# Aufgabe
Überarbeite die Zeilen ab der Zeile mit „spot: white wall => coords“ bis einschließlich zum Ende der Einträge, indem du „ceiling air vent“ durch „vent grille“ ersetzt. Gib nur diese Zeilen zurück, sonst unverändert.

# Eingabedaten
◆ ◆ ◆ ◆ ◆

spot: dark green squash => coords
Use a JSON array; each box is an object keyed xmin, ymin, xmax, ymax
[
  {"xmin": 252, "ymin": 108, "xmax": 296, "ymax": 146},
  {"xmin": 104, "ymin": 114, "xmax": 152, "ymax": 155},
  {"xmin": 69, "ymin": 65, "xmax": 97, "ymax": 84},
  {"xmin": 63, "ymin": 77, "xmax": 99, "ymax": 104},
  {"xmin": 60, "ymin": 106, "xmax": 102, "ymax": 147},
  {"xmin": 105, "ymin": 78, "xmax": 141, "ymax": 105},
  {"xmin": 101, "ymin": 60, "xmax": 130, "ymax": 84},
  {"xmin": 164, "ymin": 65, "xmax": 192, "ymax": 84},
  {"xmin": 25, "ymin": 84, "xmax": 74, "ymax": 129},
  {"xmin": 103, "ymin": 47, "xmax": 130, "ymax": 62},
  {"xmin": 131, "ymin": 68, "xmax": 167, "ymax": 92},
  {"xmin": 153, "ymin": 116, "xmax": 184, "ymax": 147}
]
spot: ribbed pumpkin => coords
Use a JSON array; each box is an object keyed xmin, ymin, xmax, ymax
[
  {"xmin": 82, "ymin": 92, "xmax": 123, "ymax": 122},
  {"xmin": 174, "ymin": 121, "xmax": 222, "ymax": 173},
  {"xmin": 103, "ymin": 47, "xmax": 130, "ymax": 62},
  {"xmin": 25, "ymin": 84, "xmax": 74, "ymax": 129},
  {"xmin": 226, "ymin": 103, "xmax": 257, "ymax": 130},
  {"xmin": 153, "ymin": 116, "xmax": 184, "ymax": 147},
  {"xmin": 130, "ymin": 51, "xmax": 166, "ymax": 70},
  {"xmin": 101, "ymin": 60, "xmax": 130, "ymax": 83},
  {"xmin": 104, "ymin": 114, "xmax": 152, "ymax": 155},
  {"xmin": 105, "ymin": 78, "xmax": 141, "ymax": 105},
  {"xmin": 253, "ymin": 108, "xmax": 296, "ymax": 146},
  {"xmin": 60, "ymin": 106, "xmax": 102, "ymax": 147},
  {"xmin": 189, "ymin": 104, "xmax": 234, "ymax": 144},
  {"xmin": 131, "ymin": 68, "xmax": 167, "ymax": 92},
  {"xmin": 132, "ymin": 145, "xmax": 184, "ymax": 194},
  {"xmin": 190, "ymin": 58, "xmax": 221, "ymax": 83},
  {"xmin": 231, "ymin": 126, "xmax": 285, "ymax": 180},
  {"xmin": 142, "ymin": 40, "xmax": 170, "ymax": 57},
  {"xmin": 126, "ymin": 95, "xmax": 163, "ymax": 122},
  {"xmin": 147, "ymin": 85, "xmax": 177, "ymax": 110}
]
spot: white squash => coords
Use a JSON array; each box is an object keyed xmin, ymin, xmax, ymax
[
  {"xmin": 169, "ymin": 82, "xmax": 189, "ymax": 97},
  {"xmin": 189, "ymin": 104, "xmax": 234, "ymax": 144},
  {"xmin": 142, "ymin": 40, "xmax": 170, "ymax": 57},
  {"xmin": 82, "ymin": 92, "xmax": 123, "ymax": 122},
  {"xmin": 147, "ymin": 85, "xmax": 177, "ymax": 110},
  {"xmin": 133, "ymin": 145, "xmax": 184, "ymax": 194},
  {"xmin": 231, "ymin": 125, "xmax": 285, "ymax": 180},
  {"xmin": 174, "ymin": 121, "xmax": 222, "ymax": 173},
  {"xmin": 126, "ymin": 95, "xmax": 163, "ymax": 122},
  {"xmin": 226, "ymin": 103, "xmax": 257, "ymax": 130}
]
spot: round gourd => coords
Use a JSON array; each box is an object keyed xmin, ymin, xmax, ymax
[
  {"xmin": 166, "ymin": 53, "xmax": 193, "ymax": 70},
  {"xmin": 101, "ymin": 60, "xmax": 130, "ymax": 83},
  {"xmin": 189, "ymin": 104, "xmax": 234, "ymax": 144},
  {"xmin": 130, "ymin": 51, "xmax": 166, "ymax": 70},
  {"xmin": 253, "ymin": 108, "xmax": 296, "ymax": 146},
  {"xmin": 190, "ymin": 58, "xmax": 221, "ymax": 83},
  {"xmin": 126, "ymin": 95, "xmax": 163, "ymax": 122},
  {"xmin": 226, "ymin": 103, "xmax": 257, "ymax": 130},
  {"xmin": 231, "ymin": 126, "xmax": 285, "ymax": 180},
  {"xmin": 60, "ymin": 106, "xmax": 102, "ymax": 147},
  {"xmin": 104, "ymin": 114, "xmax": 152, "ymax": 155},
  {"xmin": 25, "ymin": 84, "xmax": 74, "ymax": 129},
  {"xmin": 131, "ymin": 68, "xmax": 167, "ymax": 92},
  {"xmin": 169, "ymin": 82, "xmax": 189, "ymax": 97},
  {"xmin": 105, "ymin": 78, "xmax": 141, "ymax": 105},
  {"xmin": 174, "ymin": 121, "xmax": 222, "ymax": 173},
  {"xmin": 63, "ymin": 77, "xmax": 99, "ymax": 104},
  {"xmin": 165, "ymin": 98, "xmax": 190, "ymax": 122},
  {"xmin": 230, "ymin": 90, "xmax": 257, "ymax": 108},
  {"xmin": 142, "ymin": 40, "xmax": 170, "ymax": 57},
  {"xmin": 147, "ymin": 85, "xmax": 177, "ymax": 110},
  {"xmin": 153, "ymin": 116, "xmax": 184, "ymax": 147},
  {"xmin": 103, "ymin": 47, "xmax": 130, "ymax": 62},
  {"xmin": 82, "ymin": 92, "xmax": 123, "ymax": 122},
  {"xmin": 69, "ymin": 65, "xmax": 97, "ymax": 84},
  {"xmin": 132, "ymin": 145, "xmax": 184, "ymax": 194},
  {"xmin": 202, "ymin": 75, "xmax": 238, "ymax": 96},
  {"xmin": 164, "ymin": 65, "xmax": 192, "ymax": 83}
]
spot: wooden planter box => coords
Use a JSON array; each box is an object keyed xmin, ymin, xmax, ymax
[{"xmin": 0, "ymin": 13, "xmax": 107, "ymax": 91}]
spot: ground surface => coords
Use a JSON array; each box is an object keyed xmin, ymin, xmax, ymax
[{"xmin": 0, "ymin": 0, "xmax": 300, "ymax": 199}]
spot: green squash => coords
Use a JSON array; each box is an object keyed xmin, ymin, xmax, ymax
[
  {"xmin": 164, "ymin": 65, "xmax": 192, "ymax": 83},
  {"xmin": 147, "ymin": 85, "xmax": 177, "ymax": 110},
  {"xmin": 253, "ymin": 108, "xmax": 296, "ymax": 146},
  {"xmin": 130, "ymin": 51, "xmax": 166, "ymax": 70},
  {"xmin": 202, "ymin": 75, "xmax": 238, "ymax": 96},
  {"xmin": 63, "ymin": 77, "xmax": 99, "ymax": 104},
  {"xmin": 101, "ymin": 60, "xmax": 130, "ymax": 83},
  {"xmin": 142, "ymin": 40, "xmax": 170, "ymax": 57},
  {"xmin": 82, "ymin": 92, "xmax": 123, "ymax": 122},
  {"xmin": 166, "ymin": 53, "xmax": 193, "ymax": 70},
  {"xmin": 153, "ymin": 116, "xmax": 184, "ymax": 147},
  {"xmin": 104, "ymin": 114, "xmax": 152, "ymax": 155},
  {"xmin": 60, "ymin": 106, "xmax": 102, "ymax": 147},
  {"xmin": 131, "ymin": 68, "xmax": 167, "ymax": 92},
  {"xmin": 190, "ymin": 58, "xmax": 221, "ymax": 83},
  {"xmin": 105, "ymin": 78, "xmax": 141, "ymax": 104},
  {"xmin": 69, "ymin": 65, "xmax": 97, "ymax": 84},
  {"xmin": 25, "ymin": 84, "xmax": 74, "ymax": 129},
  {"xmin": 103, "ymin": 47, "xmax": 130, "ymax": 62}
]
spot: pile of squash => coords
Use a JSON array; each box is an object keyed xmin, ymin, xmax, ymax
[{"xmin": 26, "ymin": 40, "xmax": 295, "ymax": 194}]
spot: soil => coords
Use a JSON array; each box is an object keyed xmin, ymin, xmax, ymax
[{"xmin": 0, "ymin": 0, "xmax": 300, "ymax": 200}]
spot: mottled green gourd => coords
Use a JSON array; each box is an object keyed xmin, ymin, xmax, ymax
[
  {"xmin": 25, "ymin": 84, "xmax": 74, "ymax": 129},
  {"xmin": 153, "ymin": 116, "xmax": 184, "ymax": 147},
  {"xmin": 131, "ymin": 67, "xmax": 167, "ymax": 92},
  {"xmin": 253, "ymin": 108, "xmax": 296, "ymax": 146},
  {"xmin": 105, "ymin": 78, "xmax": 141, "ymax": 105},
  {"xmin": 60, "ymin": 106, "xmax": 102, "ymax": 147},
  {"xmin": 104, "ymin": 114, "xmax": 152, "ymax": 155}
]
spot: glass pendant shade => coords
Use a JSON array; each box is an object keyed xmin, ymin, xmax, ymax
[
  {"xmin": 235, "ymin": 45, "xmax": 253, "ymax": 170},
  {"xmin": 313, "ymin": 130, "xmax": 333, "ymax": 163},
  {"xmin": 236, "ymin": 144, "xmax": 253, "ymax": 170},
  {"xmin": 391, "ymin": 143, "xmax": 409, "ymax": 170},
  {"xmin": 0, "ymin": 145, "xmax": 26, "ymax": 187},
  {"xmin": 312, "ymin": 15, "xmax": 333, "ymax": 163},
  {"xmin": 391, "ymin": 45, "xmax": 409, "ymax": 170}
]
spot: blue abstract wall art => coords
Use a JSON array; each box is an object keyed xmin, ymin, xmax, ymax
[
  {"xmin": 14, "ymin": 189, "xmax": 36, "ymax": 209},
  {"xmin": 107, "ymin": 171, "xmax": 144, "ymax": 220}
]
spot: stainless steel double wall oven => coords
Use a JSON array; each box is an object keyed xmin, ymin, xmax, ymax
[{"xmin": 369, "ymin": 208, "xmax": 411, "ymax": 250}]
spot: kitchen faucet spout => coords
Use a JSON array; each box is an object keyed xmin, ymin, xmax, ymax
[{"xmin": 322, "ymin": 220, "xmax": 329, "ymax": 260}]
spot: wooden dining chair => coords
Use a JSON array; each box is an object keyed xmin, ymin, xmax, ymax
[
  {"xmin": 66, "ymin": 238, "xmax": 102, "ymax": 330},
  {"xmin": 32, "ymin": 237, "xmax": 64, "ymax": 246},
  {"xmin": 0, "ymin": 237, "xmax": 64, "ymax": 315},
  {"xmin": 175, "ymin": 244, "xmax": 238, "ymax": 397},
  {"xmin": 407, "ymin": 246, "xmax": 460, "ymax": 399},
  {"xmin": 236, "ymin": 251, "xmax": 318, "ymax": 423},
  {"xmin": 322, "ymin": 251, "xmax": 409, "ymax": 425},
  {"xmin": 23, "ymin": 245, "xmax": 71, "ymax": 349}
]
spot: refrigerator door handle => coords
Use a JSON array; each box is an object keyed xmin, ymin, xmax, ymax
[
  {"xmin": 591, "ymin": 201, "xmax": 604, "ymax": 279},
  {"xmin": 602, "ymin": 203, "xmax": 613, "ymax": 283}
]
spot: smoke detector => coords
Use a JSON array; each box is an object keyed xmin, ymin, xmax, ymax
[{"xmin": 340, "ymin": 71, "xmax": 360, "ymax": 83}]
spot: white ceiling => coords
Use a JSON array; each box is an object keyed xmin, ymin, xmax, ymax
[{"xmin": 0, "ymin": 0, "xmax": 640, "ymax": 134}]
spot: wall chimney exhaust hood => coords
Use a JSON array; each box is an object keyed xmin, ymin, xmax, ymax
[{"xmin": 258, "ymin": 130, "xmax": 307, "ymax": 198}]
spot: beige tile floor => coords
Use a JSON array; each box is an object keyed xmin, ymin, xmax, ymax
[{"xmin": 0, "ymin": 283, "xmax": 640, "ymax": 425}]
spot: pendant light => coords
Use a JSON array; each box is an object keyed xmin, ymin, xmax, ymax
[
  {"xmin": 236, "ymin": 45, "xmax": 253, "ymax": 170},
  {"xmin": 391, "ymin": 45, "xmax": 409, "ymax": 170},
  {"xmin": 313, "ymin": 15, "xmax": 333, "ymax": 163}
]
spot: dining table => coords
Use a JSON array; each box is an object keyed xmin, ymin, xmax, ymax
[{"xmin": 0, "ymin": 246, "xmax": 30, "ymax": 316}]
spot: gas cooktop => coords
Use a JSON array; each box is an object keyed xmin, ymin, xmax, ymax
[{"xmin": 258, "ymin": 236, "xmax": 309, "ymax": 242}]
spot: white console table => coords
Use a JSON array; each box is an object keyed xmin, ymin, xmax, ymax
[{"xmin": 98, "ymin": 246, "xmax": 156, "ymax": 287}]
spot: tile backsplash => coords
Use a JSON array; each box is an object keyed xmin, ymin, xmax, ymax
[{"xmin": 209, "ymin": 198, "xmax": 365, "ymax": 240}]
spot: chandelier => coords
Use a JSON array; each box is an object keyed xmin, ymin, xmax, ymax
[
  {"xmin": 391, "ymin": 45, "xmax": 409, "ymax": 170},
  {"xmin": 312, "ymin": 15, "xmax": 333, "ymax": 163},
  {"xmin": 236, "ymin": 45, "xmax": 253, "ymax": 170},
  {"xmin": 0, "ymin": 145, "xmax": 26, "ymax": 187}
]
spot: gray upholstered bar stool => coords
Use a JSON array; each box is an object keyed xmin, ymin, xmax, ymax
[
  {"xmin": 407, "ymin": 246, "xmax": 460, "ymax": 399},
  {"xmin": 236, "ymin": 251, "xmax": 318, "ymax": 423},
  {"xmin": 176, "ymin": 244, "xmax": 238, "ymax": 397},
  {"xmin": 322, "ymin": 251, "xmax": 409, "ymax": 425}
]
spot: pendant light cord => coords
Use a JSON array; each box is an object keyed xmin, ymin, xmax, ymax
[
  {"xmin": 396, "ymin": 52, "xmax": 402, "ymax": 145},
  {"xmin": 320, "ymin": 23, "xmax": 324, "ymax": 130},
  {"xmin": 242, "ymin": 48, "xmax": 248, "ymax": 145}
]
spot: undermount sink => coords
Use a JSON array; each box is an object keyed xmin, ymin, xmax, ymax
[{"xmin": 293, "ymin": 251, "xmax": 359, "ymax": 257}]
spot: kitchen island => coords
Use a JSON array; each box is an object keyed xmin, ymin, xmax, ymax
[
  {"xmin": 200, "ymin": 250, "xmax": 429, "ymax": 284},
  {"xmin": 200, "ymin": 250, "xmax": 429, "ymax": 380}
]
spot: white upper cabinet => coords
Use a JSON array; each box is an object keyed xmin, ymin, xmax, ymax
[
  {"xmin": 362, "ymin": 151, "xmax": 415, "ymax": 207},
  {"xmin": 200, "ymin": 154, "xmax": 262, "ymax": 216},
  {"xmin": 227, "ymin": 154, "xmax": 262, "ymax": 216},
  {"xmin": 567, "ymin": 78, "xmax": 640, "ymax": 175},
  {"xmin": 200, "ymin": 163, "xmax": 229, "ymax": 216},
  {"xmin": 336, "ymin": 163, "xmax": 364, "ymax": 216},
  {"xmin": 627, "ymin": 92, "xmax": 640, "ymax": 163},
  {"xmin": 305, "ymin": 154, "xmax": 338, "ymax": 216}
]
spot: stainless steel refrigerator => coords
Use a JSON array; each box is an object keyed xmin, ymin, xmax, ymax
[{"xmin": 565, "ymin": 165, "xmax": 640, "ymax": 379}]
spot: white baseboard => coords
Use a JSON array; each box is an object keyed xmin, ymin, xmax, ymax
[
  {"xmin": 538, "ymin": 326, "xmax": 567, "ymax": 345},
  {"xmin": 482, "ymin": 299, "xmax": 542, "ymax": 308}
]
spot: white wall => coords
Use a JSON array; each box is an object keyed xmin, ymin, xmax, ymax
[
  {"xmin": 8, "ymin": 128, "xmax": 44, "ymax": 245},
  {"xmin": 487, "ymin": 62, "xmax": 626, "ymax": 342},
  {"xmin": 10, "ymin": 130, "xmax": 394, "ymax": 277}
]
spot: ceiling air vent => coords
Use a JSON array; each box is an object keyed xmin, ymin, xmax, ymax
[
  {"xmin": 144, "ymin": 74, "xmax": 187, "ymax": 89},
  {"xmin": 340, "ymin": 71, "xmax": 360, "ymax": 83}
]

◆ ◆ ◆ ◆ ◆

# Erwartete Ausgabe
spot: white wall => coords
Use a JSON array; each box is an object keyed xmin, ymin, xmax, ymax
[
  {"xmin": 8, "ymin": 128, "xmax": 44, "ymax": 245},
  {"xmin": 487, "ymin": 62, "xmax": 626, "ymax": 342},
  {"xmin": 10, "ymin": 130, "xmax": 394, "ymax": 277}
]
spot: vent grille => coords
Use a JSON array; each box is an object keyed xmin, ymin, xmax, ymax
[
  {"xmin": 144, "ymin": 74, "xmax": 187, "ymax": 89},
  {"xmin": 340, "ymin": 71, "xmax": 360, "ymax": 83}
]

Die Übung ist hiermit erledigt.